The task> Reproduce the Kaleidoscope World article starting with "Kaleidoscope World is" and going on through "UK Albums Chart.", renaming "orchestra" to "string section" throughout that passage.

Selected excerpt>
Kaleidoscope World is the second studio album by the British band Swing Out Sister. It was released in 1989 and features the singles "You on My Mind" (UK #28), "Where in the World?" (UK #47), "Forever Blue" (UK #80), and "Waiting Game". With the addition of an orchestra, this album features a more sophisticated, easy listening/retro sound than their previous synth-oriented debut album, 1987's It's Better to Travel. The album reached #9 on the UK Albums Chart.

Background
The album was notable for being released on the newly reactivated Polygram subsidiary label Fontana Records, which had been a highly successful record label in the 1960s (something reflected in the stylised cover art for Kaleidoscope World). The album also features solos from the veteran harmonica player Tommy Reilly. Original band member Martin Jackson left Swing Out Sister during the making of this album. Although the liner notes give "special thanks to Martin Jackson" and his co-writing credits appear on the songs "Tainted" and "Between Strangers", they also point out that "Swing Out Sister are Corinne Drewery and Andy Connell." Jimmy Webb arranged and conducted the orchestra for "Forever Blue" and "Precious Words."

Dataset excerpt>

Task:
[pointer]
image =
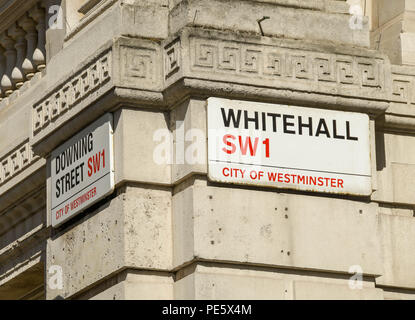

Written solution>
Kaleidoscope World is the second studio album by the British band Swing Out Sister. It was released in 1989 and features the singles "You on My Mind" (UK #28), "Where in the World?" (UK #47), "Forever Blue" (UK #80), and "Waiting Game". With the addition of an string section, this album features a more sophisticated, easy listening/retro sound than their previous synth-oriented debut album, 1987's It's Better to Travel. The album reached #9 on the UK Albums Chart.